I would probably say 'thank you' or 'I appreciate it'.

 

^this

 

My exgirlfriends family is religious and her mom still tells me that I am in her prayers. I feel very strange and awkward when I am told that I am in someones prayers. I think it might be because the people I care about the most and that mean the most to me wouldn't say that kind of thing to me.

 

Yeah...I've heard that from some close members of my family and you just kind of go with it. There are a lot of very religious people who go to faith because of personal tragedy and strife (death, social and political oppression, etc) and I can't criticize that, I respect it. I think a lot of people aren't religious simply because they don't need to be.

 

Now as soon as people start judging you, and the "I'll pray for you" is condescending (most evangelicals are like that for example) that's when you can start questioning it. If it's a stranger, tell them that's that not their place as devotees. Personally I'm hold vague, post-theist beliefs (I'm beyond being an agnostic I guess) and think that prayer as a literal concept is absolutely ridiculous. Praying should be a goodwill gesture or meditation, not a fucking request.

 

I've always respected Hitchens and thought he broke it down quite well:

 

 

The way the English-born Hitchens sees it, the people praying for him break down into three basic groups: those who seem genuinely glad he's suffering and dying from cancer; those who want him to become a believer in their religious faith; and those who are asking God to heal him.

* **WHAT IS EXPECTED**
Write out a portion of the discussion of prayer above word for word, starting at "I've always respected" and ending after "to heal him.".

* **DATA LISTING**
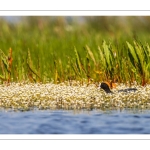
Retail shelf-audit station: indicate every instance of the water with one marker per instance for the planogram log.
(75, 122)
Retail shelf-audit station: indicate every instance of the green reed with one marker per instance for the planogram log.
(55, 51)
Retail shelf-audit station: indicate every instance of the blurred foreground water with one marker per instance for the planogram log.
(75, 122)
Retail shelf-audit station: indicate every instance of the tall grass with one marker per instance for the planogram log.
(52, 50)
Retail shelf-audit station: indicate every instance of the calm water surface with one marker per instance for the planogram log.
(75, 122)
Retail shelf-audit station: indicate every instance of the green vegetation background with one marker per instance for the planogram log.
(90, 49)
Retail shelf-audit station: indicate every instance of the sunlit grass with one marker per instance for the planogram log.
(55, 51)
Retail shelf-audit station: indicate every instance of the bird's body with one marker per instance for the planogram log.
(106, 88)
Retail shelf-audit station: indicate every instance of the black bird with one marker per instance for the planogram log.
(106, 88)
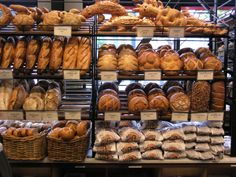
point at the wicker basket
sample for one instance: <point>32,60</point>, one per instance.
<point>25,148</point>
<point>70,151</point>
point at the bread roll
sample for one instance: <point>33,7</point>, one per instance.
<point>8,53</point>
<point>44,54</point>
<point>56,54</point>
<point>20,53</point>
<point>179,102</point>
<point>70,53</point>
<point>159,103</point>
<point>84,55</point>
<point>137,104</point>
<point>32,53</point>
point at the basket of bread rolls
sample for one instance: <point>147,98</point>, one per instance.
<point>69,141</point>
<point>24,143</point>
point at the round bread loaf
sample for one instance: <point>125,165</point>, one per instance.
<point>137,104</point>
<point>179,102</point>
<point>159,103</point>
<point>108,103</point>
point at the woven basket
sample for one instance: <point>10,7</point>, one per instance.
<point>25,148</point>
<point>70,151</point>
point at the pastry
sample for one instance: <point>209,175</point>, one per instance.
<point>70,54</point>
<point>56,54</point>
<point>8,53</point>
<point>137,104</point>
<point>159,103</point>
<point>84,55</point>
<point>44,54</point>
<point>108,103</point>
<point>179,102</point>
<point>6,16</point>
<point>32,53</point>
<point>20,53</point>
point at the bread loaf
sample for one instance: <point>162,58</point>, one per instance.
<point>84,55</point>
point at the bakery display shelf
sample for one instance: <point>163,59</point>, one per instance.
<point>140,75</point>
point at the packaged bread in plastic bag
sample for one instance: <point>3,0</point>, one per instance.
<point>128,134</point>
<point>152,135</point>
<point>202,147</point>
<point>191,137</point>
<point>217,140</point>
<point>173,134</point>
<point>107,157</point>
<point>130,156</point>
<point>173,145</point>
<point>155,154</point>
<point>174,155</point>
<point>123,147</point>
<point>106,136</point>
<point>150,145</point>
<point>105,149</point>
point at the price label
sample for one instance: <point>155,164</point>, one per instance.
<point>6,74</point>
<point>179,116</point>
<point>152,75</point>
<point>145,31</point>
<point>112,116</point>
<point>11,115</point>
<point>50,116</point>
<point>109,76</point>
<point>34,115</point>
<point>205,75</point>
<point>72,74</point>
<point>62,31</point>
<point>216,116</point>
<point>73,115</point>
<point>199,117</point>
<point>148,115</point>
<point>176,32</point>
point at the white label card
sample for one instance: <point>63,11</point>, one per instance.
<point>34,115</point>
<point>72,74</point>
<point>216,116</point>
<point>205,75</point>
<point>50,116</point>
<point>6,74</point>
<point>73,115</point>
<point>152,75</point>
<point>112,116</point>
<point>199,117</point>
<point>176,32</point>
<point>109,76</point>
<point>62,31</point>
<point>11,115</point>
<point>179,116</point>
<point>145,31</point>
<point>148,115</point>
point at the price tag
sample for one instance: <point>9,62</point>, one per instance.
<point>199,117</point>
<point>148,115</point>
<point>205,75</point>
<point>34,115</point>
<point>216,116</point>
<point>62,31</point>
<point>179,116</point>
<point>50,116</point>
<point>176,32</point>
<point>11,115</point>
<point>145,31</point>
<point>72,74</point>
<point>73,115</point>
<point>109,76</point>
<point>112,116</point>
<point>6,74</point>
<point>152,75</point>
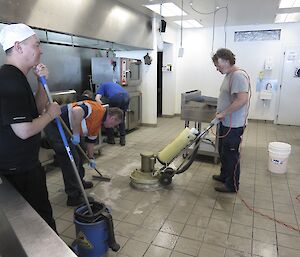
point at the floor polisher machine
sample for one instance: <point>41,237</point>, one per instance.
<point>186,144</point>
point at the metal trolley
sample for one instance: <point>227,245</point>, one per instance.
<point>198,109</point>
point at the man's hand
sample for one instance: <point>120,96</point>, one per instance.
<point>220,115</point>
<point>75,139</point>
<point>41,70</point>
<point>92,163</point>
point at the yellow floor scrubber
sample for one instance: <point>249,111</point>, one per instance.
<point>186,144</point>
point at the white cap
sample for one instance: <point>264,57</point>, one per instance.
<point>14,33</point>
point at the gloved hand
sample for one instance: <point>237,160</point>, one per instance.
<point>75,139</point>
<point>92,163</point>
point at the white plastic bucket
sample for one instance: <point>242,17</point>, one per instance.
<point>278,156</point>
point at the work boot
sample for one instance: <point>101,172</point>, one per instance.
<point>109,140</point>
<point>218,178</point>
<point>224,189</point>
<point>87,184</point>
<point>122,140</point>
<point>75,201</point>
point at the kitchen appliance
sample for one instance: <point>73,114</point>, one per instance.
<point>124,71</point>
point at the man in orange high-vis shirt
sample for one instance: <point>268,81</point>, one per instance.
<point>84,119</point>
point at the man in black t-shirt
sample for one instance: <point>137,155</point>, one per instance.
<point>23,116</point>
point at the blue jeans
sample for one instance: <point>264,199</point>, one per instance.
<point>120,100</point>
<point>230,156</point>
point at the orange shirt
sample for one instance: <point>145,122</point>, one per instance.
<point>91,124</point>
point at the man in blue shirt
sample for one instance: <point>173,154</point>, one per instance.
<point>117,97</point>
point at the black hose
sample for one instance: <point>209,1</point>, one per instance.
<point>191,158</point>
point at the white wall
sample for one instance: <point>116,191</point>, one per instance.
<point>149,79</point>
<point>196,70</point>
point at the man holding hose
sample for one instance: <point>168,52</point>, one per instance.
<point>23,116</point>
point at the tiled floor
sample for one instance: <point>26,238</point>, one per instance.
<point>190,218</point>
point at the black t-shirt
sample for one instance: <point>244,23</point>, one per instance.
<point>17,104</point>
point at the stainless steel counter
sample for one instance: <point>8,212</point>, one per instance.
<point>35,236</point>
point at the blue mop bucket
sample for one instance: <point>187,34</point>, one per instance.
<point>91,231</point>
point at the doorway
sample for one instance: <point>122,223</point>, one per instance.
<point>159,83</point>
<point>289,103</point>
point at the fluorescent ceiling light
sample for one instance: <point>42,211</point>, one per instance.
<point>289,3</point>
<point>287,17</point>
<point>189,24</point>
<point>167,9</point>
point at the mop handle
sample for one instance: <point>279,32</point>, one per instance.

* **EXPECTED ANSWER**
I've always respected Hitchens and thought he broke it down quite well:

 

 

The way the English-born Hitchens sees it, the people praying for him break down into three basic groups: those who seem genuinely glad he's suffering and dying from cancer; those who want him to become a believer in their religious faith; and those who are asking God to heal him.